PROBLÈME À RÉSOUDRE - Réécrivez les lignes ci-dessous sous forme de liste JSON de chaînes, à raison d'une chaîne par ligne et sans les lignes vides. Omettez les images dans la réponse.

════════════════

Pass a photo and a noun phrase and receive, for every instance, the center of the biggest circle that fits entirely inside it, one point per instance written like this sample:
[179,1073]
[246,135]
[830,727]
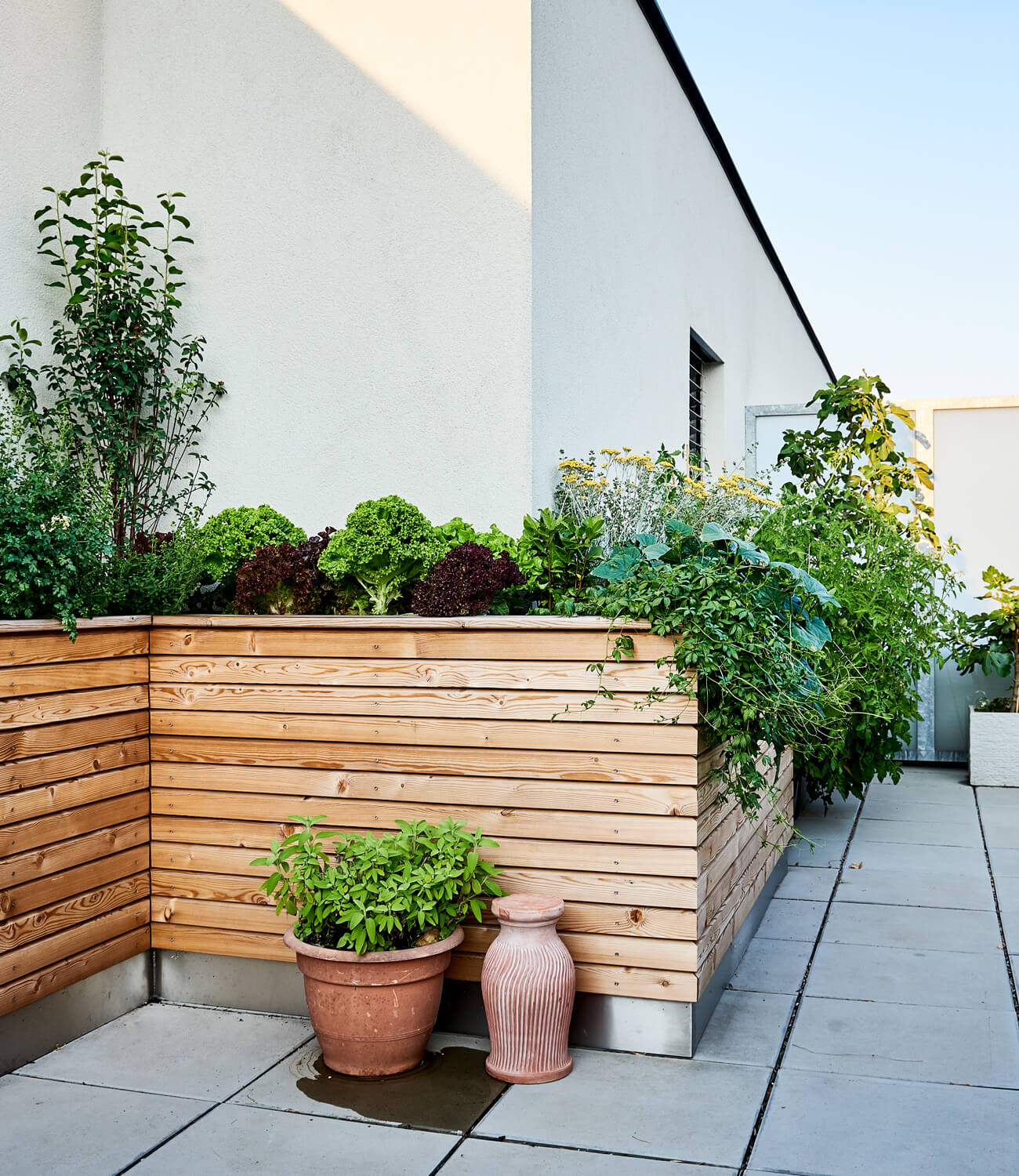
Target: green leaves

════════════════

RÉPONSE À L'EXERCICE -
[
  "Pass a photo and a noun phrase and receive, for every instance, the center of the biggest circle that fits entirely inside it, one point per instance written like this sample:",
  "[179,1073]",
  "[246,135]",
  "[830,727]",
  "Target: green leaves"
]